§ **Directions for this task**: Write out the listing word for word, from its very first line through the line containing "[434, 0, 626, 177]", with both of those lines included.

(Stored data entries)
++++

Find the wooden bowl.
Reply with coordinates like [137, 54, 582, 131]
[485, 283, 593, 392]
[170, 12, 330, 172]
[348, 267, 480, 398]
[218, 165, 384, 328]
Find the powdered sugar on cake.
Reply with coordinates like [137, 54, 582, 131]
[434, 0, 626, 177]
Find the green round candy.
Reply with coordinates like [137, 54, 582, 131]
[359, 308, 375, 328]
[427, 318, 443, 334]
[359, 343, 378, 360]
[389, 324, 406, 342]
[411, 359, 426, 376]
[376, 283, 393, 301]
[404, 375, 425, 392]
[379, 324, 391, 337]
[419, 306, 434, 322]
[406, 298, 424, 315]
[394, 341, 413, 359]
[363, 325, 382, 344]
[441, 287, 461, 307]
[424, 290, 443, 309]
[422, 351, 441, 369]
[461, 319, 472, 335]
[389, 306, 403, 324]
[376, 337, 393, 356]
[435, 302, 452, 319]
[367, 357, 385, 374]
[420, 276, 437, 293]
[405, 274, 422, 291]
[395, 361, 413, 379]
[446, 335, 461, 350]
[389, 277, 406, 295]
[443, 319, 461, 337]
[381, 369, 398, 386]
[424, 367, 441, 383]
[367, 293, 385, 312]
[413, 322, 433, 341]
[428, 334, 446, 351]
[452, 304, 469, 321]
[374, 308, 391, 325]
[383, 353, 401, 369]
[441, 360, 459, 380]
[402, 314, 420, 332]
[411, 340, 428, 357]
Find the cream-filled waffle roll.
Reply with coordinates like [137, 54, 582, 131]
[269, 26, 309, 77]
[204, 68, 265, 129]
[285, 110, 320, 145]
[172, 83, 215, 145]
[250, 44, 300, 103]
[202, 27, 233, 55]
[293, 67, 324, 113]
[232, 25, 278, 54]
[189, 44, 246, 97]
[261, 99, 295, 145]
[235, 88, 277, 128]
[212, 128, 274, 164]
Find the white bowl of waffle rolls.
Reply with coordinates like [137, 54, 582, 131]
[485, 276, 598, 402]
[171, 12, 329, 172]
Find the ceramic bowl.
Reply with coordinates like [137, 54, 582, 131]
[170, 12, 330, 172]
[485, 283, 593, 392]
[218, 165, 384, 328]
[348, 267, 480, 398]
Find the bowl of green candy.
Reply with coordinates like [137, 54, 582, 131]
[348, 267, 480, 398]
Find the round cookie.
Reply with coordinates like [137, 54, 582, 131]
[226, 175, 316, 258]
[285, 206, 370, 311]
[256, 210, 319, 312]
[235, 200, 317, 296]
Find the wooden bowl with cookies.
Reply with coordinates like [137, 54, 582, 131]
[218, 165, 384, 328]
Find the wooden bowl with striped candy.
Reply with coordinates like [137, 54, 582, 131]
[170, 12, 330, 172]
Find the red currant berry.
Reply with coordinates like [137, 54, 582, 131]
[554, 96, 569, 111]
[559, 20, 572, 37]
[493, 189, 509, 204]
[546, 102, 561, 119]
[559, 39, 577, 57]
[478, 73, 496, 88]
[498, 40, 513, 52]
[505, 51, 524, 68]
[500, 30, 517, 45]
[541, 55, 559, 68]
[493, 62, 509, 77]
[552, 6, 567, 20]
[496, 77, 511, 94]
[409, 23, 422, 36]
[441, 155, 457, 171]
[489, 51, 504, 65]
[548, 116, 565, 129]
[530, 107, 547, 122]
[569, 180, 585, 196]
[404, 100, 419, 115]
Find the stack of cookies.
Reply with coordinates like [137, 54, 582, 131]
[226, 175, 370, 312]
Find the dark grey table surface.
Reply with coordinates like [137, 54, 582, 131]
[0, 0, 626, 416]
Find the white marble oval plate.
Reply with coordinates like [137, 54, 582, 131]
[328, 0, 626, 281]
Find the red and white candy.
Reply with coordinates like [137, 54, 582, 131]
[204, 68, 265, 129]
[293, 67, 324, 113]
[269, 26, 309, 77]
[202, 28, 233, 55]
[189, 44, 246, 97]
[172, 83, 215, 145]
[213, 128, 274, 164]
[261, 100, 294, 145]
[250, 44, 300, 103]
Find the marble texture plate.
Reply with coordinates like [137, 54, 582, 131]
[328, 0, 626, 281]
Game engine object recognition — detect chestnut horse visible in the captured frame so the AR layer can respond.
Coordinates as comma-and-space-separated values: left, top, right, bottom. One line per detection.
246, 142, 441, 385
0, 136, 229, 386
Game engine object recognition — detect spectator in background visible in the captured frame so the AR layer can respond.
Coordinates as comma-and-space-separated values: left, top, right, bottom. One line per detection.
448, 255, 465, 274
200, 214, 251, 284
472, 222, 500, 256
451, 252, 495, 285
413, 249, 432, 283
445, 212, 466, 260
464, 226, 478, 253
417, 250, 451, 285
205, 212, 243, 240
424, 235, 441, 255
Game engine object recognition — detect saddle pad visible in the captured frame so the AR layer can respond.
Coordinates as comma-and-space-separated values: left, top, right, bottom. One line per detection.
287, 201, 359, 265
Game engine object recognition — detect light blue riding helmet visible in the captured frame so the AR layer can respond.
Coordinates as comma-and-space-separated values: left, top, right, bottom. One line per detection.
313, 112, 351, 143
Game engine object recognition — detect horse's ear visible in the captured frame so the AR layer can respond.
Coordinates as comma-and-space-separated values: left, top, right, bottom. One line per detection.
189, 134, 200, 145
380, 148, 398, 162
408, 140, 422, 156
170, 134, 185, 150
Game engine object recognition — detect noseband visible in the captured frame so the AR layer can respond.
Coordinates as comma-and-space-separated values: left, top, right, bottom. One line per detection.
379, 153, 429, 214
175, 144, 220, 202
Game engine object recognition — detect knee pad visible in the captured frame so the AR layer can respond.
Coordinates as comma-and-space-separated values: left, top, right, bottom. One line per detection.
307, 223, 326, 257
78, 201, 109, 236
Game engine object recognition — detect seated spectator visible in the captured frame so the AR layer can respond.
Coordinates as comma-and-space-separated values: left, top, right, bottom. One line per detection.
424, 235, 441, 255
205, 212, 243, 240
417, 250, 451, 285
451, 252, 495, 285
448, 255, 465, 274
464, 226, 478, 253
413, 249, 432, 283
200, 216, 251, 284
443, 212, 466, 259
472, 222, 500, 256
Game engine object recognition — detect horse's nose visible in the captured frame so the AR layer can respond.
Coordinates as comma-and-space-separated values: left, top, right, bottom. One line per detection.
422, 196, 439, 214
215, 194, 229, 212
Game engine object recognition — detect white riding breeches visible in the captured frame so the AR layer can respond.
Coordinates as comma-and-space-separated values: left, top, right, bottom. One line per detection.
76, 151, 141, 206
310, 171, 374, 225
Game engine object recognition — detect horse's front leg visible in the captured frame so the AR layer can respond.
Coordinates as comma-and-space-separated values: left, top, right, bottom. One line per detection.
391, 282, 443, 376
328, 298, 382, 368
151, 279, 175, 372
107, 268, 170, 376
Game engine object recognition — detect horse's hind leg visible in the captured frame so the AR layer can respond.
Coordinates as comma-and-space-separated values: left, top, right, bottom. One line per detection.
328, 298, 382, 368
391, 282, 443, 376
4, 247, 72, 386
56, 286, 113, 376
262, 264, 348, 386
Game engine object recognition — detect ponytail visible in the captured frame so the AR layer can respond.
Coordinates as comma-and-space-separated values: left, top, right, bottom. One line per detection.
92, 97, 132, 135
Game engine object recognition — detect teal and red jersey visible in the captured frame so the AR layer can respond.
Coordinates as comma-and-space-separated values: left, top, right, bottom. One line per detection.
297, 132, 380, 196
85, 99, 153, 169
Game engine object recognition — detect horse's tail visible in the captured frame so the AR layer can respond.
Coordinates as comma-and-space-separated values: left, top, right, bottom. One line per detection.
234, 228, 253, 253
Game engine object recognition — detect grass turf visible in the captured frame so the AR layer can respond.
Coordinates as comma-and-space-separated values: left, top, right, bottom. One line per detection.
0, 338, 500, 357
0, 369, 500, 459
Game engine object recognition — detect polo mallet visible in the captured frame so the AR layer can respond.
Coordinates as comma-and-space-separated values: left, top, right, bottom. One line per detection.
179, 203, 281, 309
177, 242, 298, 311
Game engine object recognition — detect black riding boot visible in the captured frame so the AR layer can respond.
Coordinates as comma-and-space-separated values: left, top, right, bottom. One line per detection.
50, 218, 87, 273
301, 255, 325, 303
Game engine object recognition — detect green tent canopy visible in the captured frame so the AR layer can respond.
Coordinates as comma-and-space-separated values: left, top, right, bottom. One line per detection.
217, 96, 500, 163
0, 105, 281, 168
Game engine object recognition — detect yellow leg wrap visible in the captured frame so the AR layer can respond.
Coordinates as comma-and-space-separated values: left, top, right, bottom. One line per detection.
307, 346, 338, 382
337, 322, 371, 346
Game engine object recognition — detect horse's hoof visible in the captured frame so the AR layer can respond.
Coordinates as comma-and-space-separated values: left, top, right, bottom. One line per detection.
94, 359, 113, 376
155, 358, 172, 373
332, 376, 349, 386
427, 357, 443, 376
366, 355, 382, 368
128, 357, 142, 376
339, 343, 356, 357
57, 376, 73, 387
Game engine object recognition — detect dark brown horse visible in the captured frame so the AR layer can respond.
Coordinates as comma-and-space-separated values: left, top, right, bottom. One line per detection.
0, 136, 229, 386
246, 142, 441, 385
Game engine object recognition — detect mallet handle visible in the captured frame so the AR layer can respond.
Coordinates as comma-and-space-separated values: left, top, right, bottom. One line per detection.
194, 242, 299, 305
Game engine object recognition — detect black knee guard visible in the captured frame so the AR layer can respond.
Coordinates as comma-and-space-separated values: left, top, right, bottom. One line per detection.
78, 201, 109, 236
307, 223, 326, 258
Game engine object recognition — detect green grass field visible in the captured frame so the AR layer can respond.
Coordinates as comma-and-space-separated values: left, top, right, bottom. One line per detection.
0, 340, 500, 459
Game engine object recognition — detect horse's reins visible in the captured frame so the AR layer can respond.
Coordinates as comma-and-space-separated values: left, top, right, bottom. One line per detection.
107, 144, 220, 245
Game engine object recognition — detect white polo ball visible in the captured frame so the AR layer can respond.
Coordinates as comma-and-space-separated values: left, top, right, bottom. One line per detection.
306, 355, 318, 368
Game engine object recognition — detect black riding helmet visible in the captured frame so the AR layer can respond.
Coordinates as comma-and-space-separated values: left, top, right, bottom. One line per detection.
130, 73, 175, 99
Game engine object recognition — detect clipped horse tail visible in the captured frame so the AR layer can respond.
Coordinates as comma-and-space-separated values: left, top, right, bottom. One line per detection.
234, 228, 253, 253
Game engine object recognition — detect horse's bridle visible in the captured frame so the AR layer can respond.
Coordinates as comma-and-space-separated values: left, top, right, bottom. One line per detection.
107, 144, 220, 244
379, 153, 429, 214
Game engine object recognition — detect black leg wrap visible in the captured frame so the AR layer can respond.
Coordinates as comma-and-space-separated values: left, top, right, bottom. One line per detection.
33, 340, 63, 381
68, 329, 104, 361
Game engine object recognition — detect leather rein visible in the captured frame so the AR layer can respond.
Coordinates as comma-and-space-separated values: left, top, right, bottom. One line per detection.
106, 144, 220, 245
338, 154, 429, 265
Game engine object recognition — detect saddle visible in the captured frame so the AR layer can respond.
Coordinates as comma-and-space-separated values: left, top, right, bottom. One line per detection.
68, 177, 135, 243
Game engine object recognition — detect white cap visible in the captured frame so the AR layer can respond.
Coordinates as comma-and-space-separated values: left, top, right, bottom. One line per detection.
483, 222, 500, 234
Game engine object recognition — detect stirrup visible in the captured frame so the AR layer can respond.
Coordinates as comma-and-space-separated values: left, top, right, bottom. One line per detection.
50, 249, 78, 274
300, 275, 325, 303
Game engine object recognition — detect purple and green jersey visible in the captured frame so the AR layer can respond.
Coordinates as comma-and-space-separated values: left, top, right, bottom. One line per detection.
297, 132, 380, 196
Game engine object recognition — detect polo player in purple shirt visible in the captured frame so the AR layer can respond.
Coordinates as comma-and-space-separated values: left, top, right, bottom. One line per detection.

++++

§ **The response**:
Find the wooden bowl.
Reply with coordinates like [137, 54, 582, 131]
[485, 283, 593, 392]
[170, 12, 330, 172]
[348, 267, 480, 398]
[218, 165, 384, 328]
Find the powdered sugar on cake.
Reply with coordinates like [137, 54, 582, 131]
[434, 0, 626, 177]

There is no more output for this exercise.